**The task**
Swap "tag every instance with a pin" for "mark each occurrence with a point" throughout all the records below and reproduce them otherwise unchanged. Omit the pictures from your output.

**Recorded data**
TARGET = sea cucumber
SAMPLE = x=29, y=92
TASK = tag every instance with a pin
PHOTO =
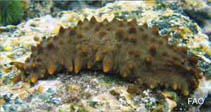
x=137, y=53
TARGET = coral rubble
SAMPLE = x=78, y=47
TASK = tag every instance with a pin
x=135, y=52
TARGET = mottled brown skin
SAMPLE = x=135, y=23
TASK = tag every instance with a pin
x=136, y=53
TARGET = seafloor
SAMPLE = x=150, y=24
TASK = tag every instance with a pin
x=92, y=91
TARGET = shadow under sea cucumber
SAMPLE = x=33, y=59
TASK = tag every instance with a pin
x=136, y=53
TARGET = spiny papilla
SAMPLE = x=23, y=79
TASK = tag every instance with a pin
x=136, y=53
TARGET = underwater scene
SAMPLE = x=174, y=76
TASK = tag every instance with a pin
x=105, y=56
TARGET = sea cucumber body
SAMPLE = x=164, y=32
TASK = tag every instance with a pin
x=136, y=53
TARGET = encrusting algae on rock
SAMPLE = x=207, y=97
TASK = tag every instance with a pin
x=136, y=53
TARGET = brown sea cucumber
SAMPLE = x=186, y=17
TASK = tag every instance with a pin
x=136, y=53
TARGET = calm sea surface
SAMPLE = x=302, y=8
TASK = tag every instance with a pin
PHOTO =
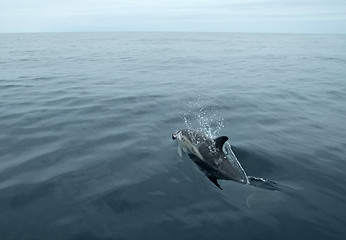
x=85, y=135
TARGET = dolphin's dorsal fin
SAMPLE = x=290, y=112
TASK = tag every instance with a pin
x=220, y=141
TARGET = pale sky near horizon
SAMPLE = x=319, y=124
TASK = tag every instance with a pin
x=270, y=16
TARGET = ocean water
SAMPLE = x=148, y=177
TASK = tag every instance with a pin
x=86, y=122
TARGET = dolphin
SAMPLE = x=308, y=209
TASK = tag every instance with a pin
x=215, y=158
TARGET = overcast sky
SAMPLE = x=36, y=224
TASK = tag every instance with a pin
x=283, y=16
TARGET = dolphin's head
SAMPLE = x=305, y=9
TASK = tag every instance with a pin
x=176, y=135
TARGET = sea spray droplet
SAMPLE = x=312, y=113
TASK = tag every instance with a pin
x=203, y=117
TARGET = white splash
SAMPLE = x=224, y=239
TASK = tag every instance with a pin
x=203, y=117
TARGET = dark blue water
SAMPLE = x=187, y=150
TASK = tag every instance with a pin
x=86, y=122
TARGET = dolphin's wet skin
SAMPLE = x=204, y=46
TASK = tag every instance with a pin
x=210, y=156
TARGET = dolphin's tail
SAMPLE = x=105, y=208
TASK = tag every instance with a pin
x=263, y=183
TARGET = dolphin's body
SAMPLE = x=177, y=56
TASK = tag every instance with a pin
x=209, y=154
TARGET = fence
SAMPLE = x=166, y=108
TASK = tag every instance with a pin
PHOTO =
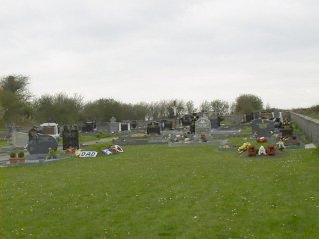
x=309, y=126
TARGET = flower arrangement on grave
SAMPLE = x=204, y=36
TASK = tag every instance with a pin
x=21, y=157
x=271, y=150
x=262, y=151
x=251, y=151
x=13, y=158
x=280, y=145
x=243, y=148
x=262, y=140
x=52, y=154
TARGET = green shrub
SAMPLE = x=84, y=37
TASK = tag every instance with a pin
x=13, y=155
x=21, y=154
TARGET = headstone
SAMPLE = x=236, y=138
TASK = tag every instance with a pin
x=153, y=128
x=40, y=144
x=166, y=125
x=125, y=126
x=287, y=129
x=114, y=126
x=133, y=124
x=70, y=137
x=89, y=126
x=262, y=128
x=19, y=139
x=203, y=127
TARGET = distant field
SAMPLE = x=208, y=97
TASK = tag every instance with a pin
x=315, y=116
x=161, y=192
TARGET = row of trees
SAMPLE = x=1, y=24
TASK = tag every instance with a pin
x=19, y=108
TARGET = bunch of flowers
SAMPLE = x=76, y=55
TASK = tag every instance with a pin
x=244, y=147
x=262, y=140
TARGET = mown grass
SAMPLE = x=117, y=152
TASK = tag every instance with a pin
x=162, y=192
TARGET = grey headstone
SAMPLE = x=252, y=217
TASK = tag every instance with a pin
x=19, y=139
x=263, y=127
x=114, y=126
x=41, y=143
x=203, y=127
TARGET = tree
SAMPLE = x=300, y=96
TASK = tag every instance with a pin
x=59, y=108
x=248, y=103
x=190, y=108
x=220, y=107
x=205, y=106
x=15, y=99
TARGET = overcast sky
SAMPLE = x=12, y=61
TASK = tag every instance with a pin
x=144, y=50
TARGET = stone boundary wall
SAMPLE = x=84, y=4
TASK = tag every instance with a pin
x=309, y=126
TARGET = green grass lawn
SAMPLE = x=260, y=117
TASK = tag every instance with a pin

**Task output**
TARGET = sea cucumber
SAMPLE = x=29, y=92
TASK = mark each occurrence with a point
PHOTO =
x=137, y=53
TARGET = coral rubble
SAMPLE = x=78, y=47
TASK = mark each occurrence with a point
x=135, y=52
TARGET = mottled brown skin
SAMPLE = x=135, y=23
TASK = mark each occurrence with a point
x=136, y=53
TARGET = seafloor
SAMPLE = x=150, y=24
TASK = mark each occurrence with a point
x=92, y=91
TARGET = shadow under sea cucumber
SAMPLE = x=33, y=59
TASK = mark each occurrence with a point
x=136, y=53
TARGET = spiny papilla
SAMPLE = x=23, y=79
TASK = mark each occurrence with a point
x=136, y=53
TARGET = underwater scene
SAMPLE = x=174, y=76
TASK = mark each occurrence with a point
x=105, y=56
TARGET = sea cucumber body
SAMPLE = x=164, y=32
TASK = mark each occurrence with a point
x=136, y=53
TARGET = encrusting algae on rock
SAMPLE = x=207, y=97
TASK = mark each occurrence with a point
x=136, y=53
TARGET = brown sea cucumber
SAMPLE = x=186, y=17
TASK = mark each occurrence with a point
x=136, y=53
TARGET = calm sea surface
SAMPLE = x=302, y=8
TASK = mark each occurrence with a point
PHOTO =
x=85, y=135
TARGET = dolphin's dorsal fin
SAMPLE = x=290, y=112
TASK = mark each occurrence with a point
x=220, y=141
TARGET = pale sky near horizon
SAMPLE = x=319, y=124
TASK = mark each occurrence with a point
x=270, y=16
TARGET = ocean water
SAMPLE = x=148, y=177
TASK = mark each occurrence with a point
x=86, y=122
TARGET = dolphin
SAMPLE = x=308, y=209
TASK = mark each occurrence with a point
x=215, y=158
TARGET = overcast sky
SAMPLE = x=36, y=224
TASK = mark each occurrence with a point
x=283, y=16
TARGET = dolphin's head
SAMPLE = x=305, y=9
TASK = mark each occurrence with a point
x=176, y=135
TARGET = sea spray droplet
SAMPLE = x=312, y=113
TASK = mark each occurrence with a point
x=203, y=117
TARGET = white splash
SAMPLE = x=224, y=239
TASK = mark each occurrence with a point
x=203, y=117
TARGET = dark blue water
SAMPLE = x=187, y=150
TASK = mark each occurrence with a point
x=86, y=122
TARGET = dolphin's wet skin
SAMPLE = x=204, y=46
TASK = mark each occurrence with a point
x=210, y=156
TARGET = dolphin's tail
SAMPLE = x=105, y=208
TASK = mark each occurrence with a point
x=263, y=183
TARGET = dolphin's body
SAMPLE = x=177, y=56
TASK = mark each occurrence with a point
x=209, y=154
TARGET = fence
SAMPLE = x=166, y=108
TASK = mark each occurrence with a point
PHOTO =
x=309, y=126
TARGET = flower arrangement on grave
SAMPLE = x=204, y=36
TASK = mark each occurrence with a point
x=21, y=157
x=271, y=150
x=262, y=151
x=251, y=151
x=13, y=158
x=280, y=145
x=243, y=148
x=262, y=140
x=52, y=154
TARGET = green shrub
SAMPLE = x=84, y=37
TASK = mark each occurrence with a point
x=13, y=155
x=21, y=154
TARGET = headstone
SAMPLE = x=236, y=138
TASK = mark each occurrence with a point
x=153, y=128
x=40, y=144
x=166, y=125
x=125, y=126
x=287, y=129
x=114, y=126
x=133, y=124
x=70, y=137
x=89, y=126
x=262, y=128
x=19, y=139
x=203, y=127
TARGET = distant field
SAMPLE = x=208, y=97
TASK = mark each occurrence with a point
x=315, y=116
x=161, y=192
TARGET = row of trees
SAMPLE = x=1, y=24
TASK = mark each occurrence with a point
x=19, y=108
TARGET = bunch of flowers
SAMPLE = x=76, y=55
TASK = mark each occurrence with a point
x=244, y=147
x=262, y=140
TARGET = mown grass
SAMPLE = x=117, y=152
TASK = mark each occurrence with a point
x=162, y=192
TARGET = grey headstone
SAMPLE = x=252, y=217
TASK = mark each occurrence with a point
x=19, y=139
x=263, y=127
x=114, y=126
x=41, y=143
x=203, y=127
TARGET = tree
SAMPLE = x=300, y=96
TASK = mark each occurrence with a point
x=59, y=108
x=248, y=103
x=190, y=108
x=220, y=107
x=205, y=106
x=15, y=99
TARGET = overcast sky
SAMPLE = x=12, y=61
TASK = mark each occurrence with a point
x=144, y=50
TARGET = stone boundary wall
SAMPLE = x=84, y=4
TASK = mark each occurrence with a point
x=309, y=126
TARGET = green grass lawn
SAMPLE = x=260, y=117
TASK = mark each occurrence with a point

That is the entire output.